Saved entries
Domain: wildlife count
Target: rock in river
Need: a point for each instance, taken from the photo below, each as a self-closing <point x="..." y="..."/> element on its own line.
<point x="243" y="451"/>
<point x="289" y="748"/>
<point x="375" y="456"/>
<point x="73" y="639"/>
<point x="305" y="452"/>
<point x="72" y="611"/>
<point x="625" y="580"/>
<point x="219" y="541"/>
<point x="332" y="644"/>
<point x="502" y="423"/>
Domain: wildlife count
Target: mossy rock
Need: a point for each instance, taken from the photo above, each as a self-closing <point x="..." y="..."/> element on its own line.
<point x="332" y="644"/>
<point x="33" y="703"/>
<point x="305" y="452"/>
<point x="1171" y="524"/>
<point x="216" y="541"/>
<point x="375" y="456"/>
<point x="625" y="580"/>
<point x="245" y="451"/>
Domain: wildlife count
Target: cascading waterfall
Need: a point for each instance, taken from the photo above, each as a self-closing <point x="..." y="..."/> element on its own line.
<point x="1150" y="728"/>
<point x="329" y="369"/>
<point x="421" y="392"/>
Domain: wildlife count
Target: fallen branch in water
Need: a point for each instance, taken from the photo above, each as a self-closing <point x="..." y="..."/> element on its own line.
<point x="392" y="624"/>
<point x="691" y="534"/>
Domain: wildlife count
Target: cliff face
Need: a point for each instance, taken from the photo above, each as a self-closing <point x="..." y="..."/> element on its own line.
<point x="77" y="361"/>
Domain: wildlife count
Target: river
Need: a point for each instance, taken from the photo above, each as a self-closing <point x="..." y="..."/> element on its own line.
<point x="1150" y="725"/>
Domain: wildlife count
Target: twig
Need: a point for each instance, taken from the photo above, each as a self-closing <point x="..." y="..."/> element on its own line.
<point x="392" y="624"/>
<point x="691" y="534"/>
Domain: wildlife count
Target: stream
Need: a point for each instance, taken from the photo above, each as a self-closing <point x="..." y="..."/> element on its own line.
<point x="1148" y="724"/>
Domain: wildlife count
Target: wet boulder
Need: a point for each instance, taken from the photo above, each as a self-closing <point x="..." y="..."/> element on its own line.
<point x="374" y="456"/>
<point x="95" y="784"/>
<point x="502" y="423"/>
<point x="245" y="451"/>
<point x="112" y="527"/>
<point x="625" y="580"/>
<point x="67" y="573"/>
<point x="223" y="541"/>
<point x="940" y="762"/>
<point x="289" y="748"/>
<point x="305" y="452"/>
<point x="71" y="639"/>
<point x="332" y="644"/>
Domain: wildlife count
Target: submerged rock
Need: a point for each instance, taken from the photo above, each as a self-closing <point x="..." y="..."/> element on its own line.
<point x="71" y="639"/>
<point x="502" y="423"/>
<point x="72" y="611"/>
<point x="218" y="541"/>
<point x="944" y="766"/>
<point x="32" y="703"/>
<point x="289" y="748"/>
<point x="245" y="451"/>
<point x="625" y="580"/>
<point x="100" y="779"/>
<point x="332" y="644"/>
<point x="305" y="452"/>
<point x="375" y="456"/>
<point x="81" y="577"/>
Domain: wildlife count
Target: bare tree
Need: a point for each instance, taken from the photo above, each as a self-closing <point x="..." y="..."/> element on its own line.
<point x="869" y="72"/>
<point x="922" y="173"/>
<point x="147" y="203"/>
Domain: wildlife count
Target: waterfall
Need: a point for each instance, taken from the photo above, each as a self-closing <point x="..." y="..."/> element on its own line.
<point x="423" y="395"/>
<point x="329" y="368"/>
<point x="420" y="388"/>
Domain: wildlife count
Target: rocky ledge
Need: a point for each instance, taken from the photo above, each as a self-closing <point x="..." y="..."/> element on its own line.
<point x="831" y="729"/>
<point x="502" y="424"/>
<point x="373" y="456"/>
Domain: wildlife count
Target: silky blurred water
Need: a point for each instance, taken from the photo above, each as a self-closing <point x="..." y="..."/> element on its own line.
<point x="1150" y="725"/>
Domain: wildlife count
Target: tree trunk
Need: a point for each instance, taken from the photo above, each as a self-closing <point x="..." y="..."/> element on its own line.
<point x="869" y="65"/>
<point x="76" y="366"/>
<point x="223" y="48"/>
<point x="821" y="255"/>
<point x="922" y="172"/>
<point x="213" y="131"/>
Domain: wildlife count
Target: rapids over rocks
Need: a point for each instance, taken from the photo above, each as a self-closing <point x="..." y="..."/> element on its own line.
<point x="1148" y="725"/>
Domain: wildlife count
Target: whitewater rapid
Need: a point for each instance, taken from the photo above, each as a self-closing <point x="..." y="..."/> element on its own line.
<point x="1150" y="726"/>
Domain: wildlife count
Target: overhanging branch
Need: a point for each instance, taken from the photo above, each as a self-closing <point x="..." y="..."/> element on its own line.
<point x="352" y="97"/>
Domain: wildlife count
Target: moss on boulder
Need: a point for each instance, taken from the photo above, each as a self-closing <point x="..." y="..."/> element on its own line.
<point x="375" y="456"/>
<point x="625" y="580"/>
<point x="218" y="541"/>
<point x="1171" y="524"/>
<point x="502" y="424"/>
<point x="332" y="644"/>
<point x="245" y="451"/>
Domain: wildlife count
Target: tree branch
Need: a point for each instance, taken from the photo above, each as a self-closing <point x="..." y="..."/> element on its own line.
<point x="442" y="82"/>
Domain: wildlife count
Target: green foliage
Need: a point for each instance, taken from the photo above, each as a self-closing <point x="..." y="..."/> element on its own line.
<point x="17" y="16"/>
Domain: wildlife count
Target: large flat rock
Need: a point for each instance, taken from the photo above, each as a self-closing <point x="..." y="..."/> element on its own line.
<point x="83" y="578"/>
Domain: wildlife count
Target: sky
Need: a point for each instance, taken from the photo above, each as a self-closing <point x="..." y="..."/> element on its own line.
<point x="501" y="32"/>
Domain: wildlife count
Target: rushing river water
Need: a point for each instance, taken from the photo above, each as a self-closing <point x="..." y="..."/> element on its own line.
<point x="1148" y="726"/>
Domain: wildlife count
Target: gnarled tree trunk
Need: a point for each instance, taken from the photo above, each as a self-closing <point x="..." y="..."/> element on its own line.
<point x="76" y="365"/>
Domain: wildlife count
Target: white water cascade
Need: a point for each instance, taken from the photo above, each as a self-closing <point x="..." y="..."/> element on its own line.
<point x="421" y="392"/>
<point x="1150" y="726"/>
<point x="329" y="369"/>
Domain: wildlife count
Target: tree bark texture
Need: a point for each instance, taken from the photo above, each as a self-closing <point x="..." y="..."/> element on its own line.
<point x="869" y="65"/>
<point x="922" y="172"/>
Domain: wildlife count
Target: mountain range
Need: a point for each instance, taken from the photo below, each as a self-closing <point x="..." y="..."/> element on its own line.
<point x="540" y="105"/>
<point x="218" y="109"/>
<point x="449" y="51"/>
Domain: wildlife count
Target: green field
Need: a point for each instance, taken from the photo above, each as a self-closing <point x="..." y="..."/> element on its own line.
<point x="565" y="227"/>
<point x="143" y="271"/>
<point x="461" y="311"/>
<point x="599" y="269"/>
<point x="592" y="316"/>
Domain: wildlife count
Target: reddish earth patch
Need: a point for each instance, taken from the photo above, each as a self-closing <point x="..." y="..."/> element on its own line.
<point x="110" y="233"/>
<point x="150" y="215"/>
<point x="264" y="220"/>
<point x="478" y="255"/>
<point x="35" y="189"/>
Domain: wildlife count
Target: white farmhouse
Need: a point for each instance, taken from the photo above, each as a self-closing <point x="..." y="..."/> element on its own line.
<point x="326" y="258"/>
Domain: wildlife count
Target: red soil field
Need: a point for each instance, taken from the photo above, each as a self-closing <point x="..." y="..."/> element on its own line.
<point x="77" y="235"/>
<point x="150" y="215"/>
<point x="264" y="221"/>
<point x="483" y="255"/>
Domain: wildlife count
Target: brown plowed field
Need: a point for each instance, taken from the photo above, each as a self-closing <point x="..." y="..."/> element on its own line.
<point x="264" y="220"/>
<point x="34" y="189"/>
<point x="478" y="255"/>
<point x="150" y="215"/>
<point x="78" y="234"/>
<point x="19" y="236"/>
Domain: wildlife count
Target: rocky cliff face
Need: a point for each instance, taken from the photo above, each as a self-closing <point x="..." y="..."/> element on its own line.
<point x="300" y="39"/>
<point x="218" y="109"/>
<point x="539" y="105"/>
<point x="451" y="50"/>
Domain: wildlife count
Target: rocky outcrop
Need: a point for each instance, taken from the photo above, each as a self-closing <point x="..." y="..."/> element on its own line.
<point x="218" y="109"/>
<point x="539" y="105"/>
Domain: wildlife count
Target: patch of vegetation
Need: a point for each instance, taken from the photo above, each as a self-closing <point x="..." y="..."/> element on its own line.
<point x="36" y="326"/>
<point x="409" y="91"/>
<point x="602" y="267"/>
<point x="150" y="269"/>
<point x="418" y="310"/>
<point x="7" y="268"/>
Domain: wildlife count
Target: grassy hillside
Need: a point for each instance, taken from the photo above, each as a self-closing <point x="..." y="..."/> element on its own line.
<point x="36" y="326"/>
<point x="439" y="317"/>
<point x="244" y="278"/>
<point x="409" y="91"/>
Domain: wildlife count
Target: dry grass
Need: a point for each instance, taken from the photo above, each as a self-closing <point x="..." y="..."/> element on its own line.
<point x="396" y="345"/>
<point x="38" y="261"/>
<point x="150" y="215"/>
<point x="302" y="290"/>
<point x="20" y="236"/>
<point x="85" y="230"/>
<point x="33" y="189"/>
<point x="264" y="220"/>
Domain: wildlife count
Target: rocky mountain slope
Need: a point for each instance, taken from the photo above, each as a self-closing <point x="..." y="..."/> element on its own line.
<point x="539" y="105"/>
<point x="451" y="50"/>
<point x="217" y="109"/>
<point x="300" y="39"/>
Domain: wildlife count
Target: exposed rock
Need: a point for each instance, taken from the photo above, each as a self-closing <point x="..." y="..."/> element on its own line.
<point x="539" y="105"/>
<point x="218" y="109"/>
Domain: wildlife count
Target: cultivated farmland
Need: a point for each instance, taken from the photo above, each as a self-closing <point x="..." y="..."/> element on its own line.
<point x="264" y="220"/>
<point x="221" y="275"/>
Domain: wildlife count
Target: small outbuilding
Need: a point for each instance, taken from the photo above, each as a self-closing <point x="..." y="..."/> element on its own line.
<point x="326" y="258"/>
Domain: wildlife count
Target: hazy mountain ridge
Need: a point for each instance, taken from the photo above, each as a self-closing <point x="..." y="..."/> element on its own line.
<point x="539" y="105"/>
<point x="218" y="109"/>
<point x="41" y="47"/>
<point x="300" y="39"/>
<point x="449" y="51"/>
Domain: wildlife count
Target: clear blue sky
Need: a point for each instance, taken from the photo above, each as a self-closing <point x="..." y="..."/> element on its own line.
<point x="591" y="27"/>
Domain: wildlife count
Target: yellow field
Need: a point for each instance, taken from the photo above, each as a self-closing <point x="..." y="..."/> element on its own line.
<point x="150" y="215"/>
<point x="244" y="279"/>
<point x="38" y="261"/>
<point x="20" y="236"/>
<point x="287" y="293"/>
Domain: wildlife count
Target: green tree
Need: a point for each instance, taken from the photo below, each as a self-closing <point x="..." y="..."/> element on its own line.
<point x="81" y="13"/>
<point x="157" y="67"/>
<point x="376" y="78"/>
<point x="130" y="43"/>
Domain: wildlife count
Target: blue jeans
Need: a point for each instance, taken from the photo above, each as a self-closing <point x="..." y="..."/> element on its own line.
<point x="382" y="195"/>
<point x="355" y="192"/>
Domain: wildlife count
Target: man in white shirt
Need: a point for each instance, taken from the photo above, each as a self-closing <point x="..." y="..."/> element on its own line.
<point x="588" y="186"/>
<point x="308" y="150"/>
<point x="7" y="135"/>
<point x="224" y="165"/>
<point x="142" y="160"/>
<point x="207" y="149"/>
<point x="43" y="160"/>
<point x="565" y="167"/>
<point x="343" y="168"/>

■ **TASK TO COMPLETE**
Copy all lines from the data above that contain the word "boulder".

■ **WRITTEN SOLUTION**
Target: wet boulder
Target: moss on boulder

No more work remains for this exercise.